> [WORK ORDER] Return the whole listing, keeping every character the same.

[[ TASK MATERIAL, beginning ]]

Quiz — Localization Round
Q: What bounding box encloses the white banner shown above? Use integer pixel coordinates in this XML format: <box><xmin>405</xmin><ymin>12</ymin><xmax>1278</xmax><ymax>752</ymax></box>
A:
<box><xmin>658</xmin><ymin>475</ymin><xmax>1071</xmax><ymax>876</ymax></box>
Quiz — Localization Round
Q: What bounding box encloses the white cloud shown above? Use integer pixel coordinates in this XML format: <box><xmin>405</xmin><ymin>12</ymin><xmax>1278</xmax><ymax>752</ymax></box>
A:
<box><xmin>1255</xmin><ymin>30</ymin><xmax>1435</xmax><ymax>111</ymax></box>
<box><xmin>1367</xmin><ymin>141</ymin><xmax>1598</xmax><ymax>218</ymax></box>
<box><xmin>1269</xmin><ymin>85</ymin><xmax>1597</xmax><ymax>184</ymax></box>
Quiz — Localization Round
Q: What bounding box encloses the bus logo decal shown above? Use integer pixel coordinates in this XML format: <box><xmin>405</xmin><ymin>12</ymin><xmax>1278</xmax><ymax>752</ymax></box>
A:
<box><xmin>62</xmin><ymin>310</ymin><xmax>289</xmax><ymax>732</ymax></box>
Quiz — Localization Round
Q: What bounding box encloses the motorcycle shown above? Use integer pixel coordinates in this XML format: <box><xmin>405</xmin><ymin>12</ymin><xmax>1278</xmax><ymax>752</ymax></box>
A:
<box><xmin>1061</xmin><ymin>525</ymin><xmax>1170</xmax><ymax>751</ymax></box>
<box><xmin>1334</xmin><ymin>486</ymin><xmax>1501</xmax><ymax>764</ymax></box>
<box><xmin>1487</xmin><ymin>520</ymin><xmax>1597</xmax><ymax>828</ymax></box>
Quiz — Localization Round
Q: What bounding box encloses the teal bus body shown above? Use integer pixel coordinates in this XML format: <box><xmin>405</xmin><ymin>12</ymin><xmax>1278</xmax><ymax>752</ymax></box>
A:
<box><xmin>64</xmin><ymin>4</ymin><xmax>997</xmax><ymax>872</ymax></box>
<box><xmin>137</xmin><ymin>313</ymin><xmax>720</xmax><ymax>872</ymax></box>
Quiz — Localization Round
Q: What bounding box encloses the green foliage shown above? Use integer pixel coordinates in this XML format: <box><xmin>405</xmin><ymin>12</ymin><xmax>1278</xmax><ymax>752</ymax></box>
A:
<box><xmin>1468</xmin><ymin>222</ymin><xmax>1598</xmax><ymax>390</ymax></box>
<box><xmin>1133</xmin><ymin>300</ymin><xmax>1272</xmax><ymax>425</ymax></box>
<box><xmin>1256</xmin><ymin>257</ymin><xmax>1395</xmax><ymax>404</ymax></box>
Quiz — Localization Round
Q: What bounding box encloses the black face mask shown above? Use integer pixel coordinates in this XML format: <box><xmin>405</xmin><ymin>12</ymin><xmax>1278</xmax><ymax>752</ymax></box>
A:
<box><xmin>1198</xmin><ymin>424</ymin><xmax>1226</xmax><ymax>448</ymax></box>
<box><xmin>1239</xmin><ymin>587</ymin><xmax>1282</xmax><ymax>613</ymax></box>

[[ TASK MATERIAL, end ]]

> [RESPONSE TO THIS EXERCISE]
Quiz — Localization Round
Q: What bounding box encloses the white banner shown above? Use integer pixel coordinates in this XML format: <box><xmin>405</xmin><ymin>12</ymin><xmax>1278</xmax><ymax>752</ymax></box>
A:
<box><xmin>658</xmin><ymin>475</ymin><xmax>1071</xmax><ymax>876</ymax></box>
Quiz — Localization Round
Q: What bounding box encloses the white cloud shown above? Use integer pixel coordinates in this XML format: <box><xmin>405</xmin><ymin>12</ymin><xmax>1278</xmax><ymax>752</ymax></box>
A:
<box><xmin>1255</xmin><ymin>30</ymin><xmax>1435</xmax><ymax>111</ymax></box>
<box><xmin>1367</xmin><ymin>141</ymin><xmax>1598</xmax><ymax>218</ymax></box>
<box><xmin>1269</xmin><ymin>85</ymin><xmax>1597</xmax><ymax>184</ymax></box>
Quiz — Localization Round
Q: What bounding box encloses the bus logo decal shown above? Use integer pixel coordinates in this XML format: <box><xmin>405</xmin><ymin>12</ymin><xmax>1278</xmax><ymax>752</ymax></box>
A:
<box><xmin>62</xmin><ymin>310</ymin><xmax>289</xmax><ymax>732</ymax></box>
Quiz — Localization Round
Q: What bounding box encloses the motorcycle shown above? Use integer pixel coordinates in this XML format: <box><xmin>405</xmin><ymin>12</ymin><xmax>1278</xmax><ymax>752</ymax></box>
A:
<box><xmin>1061</xmin><ymin>525</ymin><xmax>1170</xmax><ymax>751</ymax></box>
<box><xmin>1334</xmin><ymin>486</ymin><xmax>1501</xmax><ymax>764</ymax></box>
<box><xmin>1487</xmin><ymin>520</ymin><xmax>1597</xmax><ymax>828</ymax></box>
Quiz — Localization Round
Q: What bounding box encloses the teal bus body shown above? Use integer pixel coordinates in this XML format: <box><xmin>405</xmin><ymin>12</ymin><xmax>1278</xmax><ymax>752</ymax></box>
A:
<box><xmin>64</xmin><ymin>4</ymin><xmax>997</xmax><ymax>872</ymax></box>
<box><xmin>137</xmin><ymin>313</ymin><xmax>720</xmax><ymax>872</ymax></box>
Quiz — Localization Round
Q: What bounding box encloses the green foliage shown above? Use integer pixel coordinates in this XML format: <box><xmin>405</xmin><ymin>12</ymin><xmax>1278</xmax><ymax>752</ymax></box>
A:
<box><xmin>1468</xmin><ymin>222</ymin><xmax>1598</xmax><ymax>390</ymax></box>
<box><xmin>1133</xmin><ymin>300</ymin><xmax>1272</xmax><ymax>425</ymax></box>
<box><xmin>1256</xmin><ymin>257</ymin><xmax>1395</xmax><ymax>404</ymax></box>
Quiz — Localization Round
Q: What bounding box encloses the black face mask shown above? Use integer pixel coordinates in this XML format: <box><xmin>405</xmin><ymin>12</ymin><xmax>1278</xmax><ymax>752</ymax></box>
A:
<box><xmin>1198</xmin><ymin>424</ymin><xmax>1226</xmax><ymax>448</ymax></box>
<box><xmin>1239</xmin><ymin>587</ymin><xmax>1282</xmax><ymax>613</ymax></box>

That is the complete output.